** start Available data **

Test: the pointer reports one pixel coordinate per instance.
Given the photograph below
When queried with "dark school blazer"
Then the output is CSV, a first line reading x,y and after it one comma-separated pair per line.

** end Available data **
** start Available data **

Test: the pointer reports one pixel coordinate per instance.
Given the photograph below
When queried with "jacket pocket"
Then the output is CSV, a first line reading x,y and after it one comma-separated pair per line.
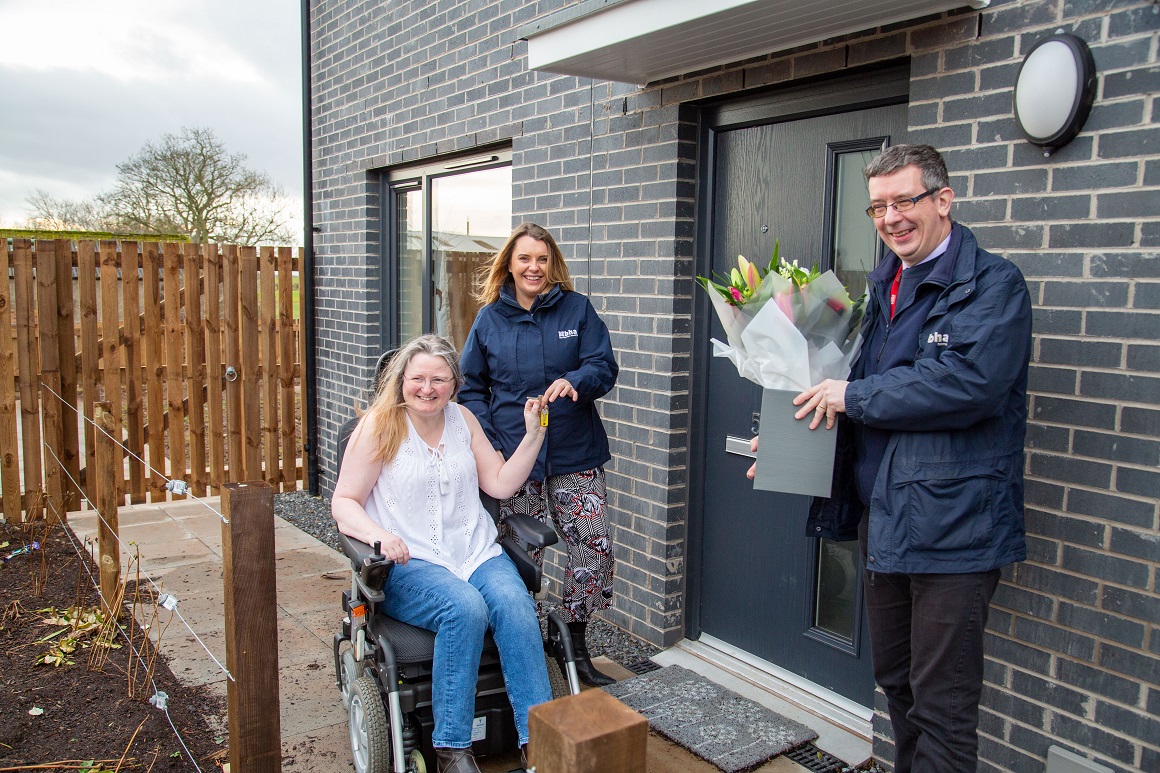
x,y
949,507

** end Available data **

» Exercise prompt: Copy out each row above that contains the word "with", counting a match only when the letter case is the same.

» Answer to this problem:
When queried with "dark school blazer"
When queried with "jacket pocket"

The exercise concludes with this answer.